### Exercise requirements
Rewrite the records from the line containing "the orange beak" through the end of the records, both ends included, keeping every line, requests too. Multiply each point coordinate in the answers by 0.55 and round to whole numbers, halves up.

### Stored items from a collection
════════════════════

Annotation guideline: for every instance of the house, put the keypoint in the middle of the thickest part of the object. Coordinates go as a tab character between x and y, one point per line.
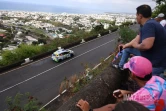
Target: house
30	40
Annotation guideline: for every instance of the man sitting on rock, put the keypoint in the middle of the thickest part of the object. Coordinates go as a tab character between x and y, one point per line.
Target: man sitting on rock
152	92
150	43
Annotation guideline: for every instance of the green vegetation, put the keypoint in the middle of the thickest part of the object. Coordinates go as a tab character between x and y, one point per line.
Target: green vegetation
75	83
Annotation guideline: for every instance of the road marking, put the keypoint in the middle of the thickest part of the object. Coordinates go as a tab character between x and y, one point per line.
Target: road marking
55	67
76	81
49	56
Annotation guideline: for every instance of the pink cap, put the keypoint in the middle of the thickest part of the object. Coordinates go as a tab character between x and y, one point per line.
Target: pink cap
139	65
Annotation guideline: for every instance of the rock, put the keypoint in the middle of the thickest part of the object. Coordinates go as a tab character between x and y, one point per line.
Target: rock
98	92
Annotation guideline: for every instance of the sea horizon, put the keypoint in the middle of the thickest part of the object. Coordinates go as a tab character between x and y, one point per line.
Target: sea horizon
15	6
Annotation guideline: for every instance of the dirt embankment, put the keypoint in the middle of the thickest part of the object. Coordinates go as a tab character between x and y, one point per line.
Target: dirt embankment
98	92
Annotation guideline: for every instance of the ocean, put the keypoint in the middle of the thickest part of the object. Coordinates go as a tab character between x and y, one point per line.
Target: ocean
37	8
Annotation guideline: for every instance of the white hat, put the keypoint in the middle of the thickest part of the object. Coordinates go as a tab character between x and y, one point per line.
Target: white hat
161	15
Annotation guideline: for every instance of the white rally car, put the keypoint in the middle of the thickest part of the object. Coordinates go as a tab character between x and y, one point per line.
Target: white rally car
62	54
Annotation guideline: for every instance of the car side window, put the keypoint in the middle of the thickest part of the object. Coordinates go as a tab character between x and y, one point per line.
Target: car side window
66	53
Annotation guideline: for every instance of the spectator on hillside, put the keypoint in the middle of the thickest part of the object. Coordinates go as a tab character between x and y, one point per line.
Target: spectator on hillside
149	43
152	93
121	106
160	18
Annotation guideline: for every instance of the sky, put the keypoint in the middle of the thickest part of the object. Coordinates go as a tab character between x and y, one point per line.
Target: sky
118	6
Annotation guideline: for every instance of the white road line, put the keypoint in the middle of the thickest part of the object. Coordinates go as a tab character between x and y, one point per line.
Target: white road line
76	81
49	56
54	67
96	66
108	57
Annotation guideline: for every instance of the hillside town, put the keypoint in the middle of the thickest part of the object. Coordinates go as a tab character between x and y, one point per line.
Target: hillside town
18	27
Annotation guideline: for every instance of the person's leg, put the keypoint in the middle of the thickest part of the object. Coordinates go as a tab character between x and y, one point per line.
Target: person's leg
126	54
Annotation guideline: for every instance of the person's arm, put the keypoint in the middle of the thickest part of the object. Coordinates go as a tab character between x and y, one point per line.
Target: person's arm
145	45
130	44
84	106
122	93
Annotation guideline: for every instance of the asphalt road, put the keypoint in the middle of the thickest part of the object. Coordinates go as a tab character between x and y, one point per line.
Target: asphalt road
42	78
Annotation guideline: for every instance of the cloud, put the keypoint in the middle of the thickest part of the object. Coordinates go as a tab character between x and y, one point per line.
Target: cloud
96	5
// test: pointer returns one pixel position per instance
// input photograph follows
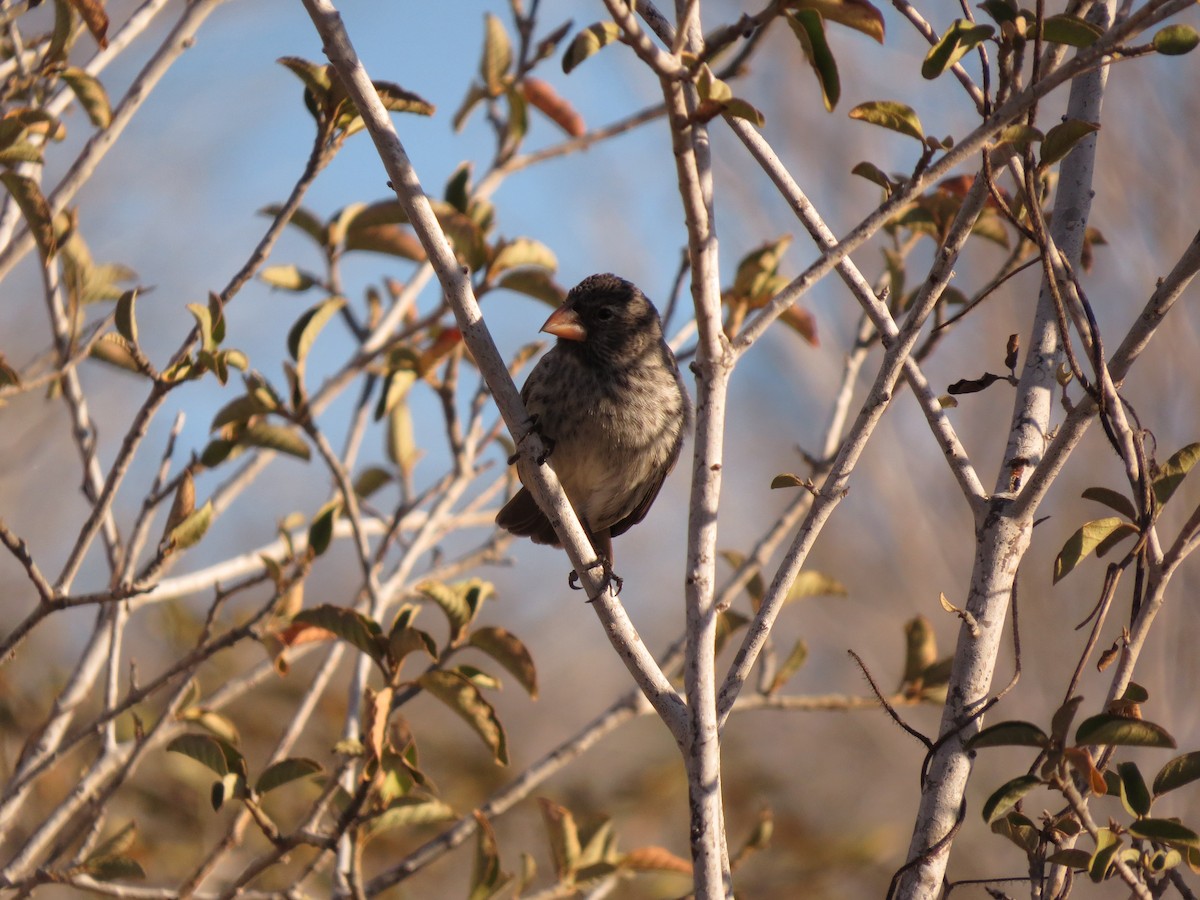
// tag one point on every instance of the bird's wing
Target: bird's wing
(523, 517)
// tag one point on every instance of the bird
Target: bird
(611, 408)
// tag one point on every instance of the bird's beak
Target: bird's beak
(565, 323)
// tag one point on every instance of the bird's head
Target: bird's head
(606, 316)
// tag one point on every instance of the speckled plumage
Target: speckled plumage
(613, 409)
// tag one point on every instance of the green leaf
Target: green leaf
(351, 625)
(1105, 730)
(1007, 796)
(857, 15)
(1179, 772)
(891, 114)
(286, 771)
(508, 649)
(35, 209)
(190, 532)
(406, 813)
(463, 697)
(220, 756)
(497, 55)
(1019, 829)
(1134, 793)
(1062, 138)
(305, 330)
(287, 277)
(90, 94)
(809, 29)
(276, 437)
(591, 40)
(486, 877)
(1071, 30)
(564, 838)
(1173, 473)
(959, 40)
(522, 253)
(1107, 846)
(126, 322)
(1165, 831)
(1175, 40)
(453, 603)
(1011, 733)
(1113, 499)
(1087, 539)
(791, 665)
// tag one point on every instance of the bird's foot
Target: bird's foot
(610, 577)
(547, 443)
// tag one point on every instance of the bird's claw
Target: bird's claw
(610, 577)
(547, 443)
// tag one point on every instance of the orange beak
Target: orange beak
(565, 323)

════════════════════

### Right answer
// tag one point on every instance of the orange beak
Target: orange beak
(311, 178)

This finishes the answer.